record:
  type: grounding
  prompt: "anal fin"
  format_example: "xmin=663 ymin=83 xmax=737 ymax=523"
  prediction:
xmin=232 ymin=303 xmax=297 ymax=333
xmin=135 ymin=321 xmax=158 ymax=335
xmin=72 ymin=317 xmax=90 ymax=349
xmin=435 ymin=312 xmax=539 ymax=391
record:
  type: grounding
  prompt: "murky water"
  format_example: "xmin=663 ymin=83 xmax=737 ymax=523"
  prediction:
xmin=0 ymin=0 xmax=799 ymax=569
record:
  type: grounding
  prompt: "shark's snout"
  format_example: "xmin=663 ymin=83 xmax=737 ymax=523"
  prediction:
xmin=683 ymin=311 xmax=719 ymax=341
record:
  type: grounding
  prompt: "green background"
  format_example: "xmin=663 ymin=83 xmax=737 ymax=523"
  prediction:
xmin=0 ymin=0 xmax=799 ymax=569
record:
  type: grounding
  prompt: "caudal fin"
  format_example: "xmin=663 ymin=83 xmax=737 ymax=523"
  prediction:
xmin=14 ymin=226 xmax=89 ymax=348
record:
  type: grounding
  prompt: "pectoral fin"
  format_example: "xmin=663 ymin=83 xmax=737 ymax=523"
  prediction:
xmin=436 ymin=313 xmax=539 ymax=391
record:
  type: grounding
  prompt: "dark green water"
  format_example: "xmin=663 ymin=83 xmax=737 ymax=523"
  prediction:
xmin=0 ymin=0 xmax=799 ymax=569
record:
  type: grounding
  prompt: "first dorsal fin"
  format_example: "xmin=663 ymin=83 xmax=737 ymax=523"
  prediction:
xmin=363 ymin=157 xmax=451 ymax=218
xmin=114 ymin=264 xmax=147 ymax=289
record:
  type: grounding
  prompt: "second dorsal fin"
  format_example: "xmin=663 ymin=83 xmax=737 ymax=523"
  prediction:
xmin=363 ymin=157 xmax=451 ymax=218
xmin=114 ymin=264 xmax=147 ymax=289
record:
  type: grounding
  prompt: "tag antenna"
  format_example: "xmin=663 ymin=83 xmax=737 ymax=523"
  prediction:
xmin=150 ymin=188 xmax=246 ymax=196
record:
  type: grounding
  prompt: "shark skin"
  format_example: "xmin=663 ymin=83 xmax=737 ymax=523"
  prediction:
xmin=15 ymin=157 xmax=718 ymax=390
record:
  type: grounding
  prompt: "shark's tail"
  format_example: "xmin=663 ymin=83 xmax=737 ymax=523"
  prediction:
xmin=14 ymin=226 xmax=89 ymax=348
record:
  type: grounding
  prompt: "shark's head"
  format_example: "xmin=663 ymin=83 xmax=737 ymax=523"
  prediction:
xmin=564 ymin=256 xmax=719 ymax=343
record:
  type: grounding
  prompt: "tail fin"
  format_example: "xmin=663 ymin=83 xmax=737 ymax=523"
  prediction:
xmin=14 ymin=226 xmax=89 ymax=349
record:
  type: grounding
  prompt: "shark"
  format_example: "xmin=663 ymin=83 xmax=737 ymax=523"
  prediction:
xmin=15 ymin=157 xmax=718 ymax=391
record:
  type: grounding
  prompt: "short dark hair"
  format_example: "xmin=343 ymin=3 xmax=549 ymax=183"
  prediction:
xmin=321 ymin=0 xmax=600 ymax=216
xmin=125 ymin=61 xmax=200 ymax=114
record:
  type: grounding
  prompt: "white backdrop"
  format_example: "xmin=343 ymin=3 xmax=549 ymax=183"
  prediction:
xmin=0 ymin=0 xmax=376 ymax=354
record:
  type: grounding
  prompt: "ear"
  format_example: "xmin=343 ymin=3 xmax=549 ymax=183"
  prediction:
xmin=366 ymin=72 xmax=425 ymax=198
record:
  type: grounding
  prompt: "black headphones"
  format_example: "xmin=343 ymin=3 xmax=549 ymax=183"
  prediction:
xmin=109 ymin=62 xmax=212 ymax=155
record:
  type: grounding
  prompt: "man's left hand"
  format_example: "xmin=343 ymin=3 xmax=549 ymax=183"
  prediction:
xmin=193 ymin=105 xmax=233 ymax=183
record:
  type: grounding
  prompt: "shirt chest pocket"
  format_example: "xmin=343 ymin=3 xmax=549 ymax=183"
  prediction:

할 일> 위 목록에서 "water"라는 문자열이 들어 있는 줄을 모두 골라 그대로 옮겨 적어 주시겠어요? 대소문자는 구분합니다.

작업 결과>
  prompt: "murky water"
  prompt: "dark green water"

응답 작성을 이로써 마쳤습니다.